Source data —
● ● ● ● ● ● ●
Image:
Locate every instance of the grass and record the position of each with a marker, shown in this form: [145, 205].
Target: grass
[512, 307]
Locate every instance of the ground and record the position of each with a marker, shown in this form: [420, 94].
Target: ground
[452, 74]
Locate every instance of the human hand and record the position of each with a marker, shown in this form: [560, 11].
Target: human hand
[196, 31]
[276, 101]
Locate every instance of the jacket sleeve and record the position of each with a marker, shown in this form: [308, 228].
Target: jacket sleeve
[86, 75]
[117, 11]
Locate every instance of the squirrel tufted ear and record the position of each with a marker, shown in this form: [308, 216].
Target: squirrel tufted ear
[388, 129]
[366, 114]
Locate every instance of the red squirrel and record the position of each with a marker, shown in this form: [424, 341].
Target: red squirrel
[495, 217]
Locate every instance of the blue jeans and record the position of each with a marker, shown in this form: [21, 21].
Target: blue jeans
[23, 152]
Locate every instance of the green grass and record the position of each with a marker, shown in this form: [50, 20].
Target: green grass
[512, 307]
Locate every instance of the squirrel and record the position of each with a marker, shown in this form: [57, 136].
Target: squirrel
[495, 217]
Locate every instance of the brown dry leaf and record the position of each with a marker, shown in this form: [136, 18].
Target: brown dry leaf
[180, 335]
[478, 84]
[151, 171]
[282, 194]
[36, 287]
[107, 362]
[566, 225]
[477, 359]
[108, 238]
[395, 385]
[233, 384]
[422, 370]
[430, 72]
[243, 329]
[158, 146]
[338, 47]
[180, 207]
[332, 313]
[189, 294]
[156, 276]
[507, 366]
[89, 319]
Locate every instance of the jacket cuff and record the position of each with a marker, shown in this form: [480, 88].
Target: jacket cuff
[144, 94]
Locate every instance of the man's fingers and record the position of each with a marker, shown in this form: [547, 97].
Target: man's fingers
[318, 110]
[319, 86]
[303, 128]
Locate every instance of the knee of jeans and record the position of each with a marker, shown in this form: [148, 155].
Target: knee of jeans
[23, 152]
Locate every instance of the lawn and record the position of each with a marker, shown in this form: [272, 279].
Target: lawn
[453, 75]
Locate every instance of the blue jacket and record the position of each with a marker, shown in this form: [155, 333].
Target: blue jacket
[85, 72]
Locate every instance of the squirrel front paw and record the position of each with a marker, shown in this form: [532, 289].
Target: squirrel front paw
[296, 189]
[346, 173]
● ● ● ● ● ● ●
Written problem — Copy all of the records above, swapping "blue jeans" for "denim pants" everywhere it appears and keeping everything else the same.

Solution to the exercise —
Image:
Locate every instance of the grass and record the position of each with a marker, shown in this form: [145, 205].
Target: grass
[512, 307]
Locate every instance of the ground and record the position of each with a marker, shown in this form: [420, 94].
Target: ground
[452, 74]
Locate every instance of the human hand and record the position of each with a marker, shown in this form: [560, 11].
Target: human hand
[196, 31]
[276, 101]
Locate every instance of the jacket sleeve and record the position of each with a marker, shown in this form: [308, 228].
Target: jacket sleeve
[86, 75]
[117, 11]
Locate every instance of the squirrel tufted ear and record the position of each with a marker, shown in this form: [308, 216].
Target: squirrel tufted ear
[388, 129]
[366, 114]
Locate every instance of the red squirrel and record the position of each with a marker, shown in this form: [424, 341].
Target: red squirrel
[495, 217]
Locate every instance of the denim pants and record the position of each with a marker, shown in this form: [21, 21].
Target: denim pants
[23, 152]
Locate every instance of the green grass and record the position of each with a marker, shown in this form: [50, 20].
Target: green grass
[512, 307]
Locate every instance of the squirrel and record the position of each with a marker, shown in this form: [57, 136].
Target: squirrel
[495, 217]
Locate every instance of the brown dry leaf and record the position of each with a marker, shown in this form: [136, 18].
Target: brown dry leaf
[180, 335]
[478, 84]
[151, 171]
[282, 194]
[36, 287]
[107, 362]
[566, 225]
[477, 359]
[108, 238]
[395, 385]
[233, 384]
[422, 370]
[430, 72]
[243, 329]
[158, 146]
[338, 47]
[180, 207]
[332, 313]
[189, 294]
[156, 276]
[507, 366]
[89, 319]
Locate every instance of the jacket cuff and record the position of each with a marker, shown in this form: [480, 88].
Target: jacket cuff
[144, 94]
Locate every instance of the man's fingers and record the position of each with a marker, shown in this form: [547, 97].
Target: man's fingers
[318, 110]
[319, 86]
[303, 128]
Locate every instance of the knee of jeans and record the position of each with a marker, shown in this form: [148, 155].
Target: knee of jeans
[23, 152]
Locate every instance of the lawn and record the position of each with a marker, shown in this form: [272, 279].
Target: lawn
[453, 75]
Locate every instance of the blue jacket and record the position of each with a marker, shown in this form: [155, 333].
Target: blue jacket
[85, 72]
Locate every instance of the squirrel front paw and record the position of each with a marker, shown in this form: [532, 289].
Target: squirrel front paw
[296, 189]
[346, 173]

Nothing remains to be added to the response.